## TRECHO SELECIONADO
***
Coordenadora do curso de Engenharia Florestal da Universidade Federal de Santa Maria

OpCP74

Espécies nativas para restauração florestal
O tema “A real riqueza da silvicultura” é inspirador, levando à reflexão do caminho percorrido até o momento, quando o cultivo de florestas passa a ser estratégico para economia, oportunizando ganhos sociais e ambientais ao nosso país.

No contexto mundial, o status positivo ocorreu em resposta às condições ambientais do Brasil, o know-how na silvicultura do gênero Eucalyptus, e a evolução no cultivo dos gêneros Pinus, Corymbia, Acacia, Khaya e Tectona. Isso, alinhado à legislação e ao interesse das empresas, enfatizando as certificadas, imprime o padrão de responsabilidade que deve servir de referência para outros setores do agronegócio nacional.
 
Em outra perspectiva, a riqueza da silvicultura também está atrelada a mais de 7.000 espécies arbóreas nativas de usos múltiplos potenciais, as quais apresentam comportamento específico conforme o ambiente. Dentre as centenas de espécies mais conhecidas em termos de uso e cultivo, citam-se Ilex paraguariensis, Araucaria angustifolia, Anacardium occidentale, Bertholletia excelsa, Virola sunimensis, Copaifera langsdorffii, Handroanthus heptaphyllus, Cedrela odorata, Hymenaea courbari, utilizadas na alimentação, fitoterápicos, cosméticos e madeira.
***
## Dados de rotulagem de coordenadas
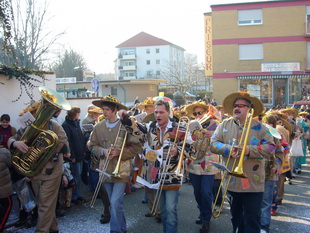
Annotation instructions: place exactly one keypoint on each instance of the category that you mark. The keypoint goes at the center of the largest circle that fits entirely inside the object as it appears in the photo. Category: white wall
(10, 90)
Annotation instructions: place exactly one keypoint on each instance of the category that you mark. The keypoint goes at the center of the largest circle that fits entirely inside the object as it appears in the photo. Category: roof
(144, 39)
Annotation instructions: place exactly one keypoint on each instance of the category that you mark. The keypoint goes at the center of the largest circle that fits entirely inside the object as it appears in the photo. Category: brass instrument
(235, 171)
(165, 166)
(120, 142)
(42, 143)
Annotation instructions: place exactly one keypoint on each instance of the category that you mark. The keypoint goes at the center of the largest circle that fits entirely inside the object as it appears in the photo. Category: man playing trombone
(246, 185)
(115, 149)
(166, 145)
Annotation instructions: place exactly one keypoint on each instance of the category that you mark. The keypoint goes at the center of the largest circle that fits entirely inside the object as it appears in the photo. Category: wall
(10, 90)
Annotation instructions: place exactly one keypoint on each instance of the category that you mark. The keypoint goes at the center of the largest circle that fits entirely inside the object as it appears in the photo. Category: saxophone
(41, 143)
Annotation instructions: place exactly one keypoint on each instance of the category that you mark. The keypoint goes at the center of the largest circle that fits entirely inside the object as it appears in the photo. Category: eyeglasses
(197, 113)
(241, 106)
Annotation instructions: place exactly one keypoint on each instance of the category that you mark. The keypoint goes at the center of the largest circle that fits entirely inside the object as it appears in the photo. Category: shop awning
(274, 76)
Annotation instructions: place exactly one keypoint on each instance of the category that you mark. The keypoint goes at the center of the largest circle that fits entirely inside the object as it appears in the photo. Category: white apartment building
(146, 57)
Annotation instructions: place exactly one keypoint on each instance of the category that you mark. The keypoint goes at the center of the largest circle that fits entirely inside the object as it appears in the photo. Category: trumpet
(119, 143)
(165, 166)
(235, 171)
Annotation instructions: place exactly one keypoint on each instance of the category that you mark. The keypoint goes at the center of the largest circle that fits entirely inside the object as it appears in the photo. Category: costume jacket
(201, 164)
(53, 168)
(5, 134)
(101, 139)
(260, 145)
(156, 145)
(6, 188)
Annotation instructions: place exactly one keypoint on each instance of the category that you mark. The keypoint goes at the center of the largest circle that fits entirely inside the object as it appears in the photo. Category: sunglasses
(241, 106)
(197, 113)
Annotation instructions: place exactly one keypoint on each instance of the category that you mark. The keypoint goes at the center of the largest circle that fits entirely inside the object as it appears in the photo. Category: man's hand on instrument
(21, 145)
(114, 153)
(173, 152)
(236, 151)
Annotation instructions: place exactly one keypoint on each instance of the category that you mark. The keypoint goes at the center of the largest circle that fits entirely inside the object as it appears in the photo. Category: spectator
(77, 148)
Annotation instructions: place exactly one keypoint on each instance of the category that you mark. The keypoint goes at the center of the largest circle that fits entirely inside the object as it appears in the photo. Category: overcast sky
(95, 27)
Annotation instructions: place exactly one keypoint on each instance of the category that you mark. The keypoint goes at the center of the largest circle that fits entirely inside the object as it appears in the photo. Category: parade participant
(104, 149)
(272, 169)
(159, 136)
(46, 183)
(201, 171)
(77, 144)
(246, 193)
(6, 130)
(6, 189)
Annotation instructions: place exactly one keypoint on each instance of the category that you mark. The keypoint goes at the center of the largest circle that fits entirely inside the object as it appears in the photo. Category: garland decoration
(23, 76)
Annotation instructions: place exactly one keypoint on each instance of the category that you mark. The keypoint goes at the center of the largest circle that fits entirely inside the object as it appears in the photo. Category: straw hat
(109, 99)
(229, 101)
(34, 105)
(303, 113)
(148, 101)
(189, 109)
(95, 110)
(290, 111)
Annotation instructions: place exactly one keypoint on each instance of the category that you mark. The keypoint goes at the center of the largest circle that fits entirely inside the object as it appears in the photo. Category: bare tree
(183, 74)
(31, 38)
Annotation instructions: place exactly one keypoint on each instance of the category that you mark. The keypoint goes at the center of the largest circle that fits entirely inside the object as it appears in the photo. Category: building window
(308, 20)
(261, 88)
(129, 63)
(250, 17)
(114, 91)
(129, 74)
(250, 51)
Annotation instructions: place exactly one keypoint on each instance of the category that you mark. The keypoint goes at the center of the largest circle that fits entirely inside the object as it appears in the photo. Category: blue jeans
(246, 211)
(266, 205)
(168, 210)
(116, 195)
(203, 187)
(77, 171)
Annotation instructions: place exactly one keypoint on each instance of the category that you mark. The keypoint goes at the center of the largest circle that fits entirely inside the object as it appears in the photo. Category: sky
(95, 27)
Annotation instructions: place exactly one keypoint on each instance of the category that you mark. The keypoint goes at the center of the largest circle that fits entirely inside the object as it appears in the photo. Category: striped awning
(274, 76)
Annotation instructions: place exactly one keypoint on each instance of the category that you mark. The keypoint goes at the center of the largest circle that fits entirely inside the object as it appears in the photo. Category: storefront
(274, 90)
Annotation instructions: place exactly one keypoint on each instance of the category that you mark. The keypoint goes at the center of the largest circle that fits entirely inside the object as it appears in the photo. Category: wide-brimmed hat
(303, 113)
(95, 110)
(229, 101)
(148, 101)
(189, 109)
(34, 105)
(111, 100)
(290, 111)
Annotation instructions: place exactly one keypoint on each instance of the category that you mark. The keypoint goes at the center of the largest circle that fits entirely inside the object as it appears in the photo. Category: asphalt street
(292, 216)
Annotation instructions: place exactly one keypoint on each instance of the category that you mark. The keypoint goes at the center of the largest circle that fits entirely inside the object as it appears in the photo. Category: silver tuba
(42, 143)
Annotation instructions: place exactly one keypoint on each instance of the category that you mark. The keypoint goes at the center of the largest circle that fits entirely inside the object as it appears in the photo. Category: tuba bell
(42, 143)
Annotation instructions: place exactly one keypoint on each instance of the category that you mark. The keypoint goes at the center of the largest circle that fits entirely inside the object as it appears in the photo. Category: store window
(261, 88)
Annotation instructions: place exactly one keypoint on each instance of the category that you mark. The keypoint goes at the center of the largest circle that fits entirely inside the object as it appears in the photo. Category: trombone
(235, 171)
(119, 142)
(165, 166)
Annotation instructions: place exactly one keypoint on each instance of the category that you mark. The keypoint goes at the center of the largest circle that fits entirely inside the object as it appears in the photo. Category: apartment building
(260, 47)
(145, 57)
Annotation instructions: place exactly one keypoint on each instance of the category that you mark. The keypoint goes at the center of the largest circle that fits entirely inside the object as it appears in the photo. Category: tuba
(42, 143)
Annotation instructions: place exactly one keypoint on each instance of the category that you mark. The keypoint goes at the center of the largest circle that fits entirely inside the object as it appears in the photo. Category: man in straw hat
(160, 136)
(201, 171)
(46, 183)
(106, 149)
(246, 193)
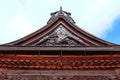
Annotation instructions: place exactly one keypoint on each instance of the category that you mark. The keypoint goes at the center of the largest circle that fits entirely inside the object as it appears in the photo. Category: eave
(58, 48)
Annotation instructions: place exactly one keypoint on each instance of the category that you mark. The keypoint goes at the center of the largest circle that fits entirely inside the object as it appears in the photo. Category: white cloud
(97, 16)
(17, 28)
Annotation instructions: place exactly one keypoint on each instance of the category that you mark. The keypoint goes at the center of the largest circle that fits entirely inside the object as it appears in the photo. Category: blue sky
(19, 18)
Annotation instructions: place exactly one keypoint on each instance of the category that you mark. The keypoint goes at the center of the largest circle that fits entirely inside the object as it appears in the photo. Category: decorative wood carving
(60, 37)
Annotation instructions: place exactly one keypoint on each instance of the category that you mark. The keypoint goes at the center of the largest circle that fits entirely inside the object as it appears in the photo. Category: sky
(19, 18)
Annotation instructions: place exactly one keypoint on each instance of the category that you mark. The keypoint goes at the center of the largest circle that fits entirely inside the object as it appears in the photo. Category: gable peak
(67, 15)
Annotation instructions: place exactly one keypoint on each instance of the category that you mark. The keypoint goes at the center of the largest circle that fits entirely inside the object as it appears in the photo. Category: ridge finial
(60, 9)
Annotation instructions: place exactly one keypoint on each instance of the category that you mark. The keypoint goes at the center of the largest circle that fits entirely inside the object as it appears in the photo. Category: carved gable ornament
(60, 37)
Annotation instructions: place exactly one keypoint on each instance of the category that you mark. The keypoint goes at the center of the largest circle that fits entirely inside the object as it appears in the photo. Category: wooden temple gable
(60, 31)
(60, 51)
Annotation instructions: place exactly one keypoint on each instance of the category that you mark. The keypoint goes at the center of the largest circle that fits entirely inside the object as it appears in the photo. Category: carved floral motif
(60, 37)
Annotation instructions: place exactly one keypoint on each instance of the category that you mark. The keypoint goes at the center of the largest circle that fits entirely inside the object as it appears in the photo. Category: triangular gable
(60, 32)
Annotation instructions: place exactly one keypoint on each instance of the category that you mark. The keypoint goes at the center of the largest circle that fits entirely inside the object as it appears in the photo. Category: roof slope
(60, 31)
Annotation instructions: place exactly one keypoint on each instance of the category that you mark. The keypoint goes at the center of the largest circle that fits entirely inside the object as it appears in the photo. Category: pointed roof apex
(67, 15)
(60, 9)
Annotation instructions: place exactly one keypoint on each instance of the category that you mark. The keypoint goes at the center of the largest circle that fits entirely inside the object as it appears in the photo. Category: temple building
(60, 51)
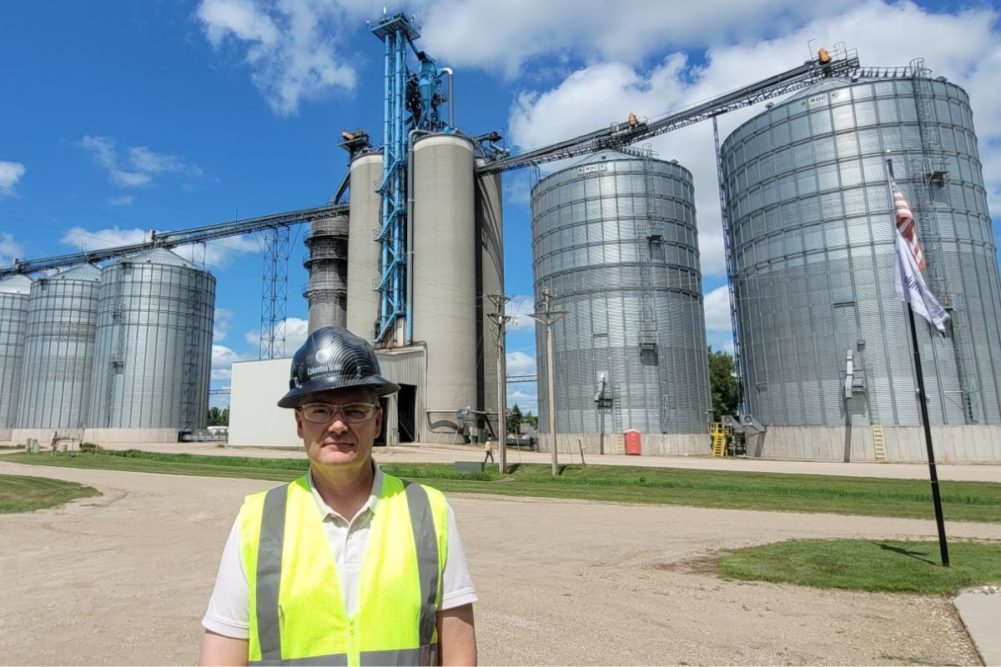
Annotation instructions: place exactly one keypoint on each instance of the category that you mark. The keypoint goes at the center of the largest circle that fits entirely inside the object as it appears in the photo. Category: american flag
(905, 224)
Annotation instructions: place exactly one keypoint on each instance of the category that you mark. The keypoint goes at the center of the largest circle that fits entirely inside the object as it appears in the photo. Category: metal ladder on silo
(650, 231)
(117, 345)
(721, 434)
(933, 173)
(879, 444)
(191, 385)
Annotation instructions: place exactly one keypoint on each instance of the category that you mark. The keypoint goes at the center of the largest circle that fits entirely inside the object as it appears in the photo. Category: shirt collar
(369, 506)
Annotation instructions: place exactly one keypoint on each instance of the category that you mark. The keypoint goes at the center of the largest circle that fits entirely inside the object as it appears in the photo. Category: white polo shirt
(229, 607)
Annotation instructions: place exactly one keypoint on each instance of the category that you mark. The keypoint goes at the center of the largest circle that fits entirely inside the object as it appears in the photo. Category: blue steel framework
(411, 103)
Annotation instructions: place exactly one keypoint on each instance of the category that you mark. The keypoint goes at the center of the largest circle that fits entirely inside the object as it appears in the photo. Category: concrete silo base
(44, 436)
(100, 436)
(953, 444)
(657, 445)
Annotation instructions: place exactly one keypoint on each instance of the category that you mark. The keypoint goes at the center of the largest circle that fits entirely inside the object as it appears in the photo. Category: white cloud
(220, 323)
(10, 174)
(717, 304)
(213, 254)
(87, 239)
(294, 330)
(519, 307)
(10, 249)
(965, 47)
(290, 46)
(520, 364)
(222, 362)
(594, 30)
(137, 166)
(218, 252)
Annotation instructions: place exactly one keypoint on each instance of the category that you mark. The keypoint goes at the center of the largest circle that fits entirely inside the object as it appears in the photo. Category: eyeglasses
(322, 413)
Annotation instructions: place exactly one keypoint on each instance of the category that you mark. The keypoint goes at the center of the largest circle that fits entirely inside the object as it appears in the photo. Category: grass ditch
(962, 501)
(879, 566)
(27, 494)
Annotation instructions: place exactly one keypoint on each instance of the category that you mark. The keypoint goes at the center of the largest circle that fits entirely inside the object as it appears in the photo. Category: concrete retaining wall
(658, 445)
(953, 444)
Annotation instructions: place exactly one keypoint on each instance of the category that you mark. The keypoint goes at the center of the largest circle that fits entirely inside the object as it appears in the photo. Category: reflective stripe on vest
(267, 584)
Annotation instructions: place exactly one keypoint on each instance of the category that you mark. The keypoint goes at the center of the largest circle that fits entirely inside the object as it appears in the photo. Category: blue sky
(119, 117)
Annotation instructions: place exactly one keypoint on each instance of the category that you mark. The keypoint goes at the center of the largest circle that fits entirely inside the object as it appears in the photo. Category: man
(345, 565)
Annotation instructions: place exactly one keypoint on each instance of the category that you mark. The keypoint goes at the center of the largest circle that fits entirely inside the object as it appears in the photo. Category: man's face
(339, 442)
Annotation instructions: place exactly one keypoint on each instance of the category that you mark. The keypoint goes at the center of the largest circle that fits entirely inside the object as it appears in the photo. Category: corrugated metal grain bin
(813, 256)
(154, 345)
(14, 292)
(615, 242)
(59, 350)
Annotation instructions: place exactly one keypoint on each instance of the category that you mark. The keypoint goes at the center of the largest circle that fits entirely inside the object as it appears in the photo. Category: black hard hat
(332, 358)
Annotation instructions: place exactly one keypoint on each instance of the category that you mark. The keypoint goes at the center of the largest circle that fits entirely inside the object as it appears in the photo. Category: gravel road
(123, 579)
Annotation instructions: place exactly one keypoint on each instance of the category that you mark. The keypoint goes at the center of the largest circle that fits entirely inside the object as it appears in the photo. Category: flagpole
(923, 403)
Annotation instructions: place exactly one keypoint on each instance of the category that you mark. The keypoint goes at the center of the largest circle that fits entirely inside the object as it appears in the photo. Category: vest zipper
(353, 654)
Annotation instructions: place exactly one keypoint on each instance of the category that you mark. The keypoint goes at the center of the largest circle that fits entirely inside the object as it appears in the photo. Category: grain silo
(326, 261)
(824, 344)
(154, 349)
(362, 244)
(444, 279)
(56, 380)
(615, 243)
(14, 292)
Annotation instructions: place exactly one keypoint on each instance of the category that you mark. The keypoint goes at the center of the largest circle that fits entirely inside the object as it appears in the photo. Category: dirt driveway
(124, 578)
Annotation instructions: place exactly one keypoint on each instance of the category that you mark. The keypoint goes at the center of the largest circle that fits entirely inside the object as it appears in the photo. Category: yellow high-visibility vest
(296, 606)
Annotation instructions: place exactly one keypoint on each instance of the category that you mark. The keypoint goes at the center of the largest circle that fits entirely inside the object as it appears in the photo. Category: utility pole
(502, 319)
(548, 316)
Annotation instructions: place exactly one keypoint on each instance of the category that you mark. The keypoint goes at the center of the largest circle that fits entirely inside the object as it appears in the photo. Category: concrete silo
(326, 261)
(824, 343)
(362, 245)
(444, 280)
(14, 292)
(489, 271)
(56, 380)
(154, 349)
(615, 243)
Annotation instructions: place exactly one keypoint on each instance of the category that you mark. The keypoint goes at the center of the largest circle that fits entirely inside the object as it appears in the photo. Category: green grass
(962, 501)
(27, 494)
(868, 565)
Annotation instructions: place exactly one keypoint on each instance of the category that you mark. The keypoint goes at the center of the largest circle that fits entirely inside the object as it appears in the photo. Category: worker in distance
***
## INSTRUÇÃO A
Segundo o trecho, a quantas espécies arbóreas nativas de usos múltiplos potenciais a riqueza da silvicultura também está atrelada?
## INSTRUÇÃO B
Selecione na listagem todas as linhas que contêm a palavra "grain".
O trecho e a listagem não têm relação entre si.

## RESULTADO A
A mais de 7.000 espécies arbóreas nativas.

## RESULTADO B
Annotation instructions: place exactly one keypoint on each instance of the category that you mark. The keypoint goes at the center of the largest circle that fits entirely inside the object as it appears in the photo. Category: corrugated metal grain bin
Annotation instructions: place exactly one keypoint on each instance of the category that you mark. The keypoint goes at the center of the largest circle that fits entirely inside the object as it appears in the photo. Category: grain silo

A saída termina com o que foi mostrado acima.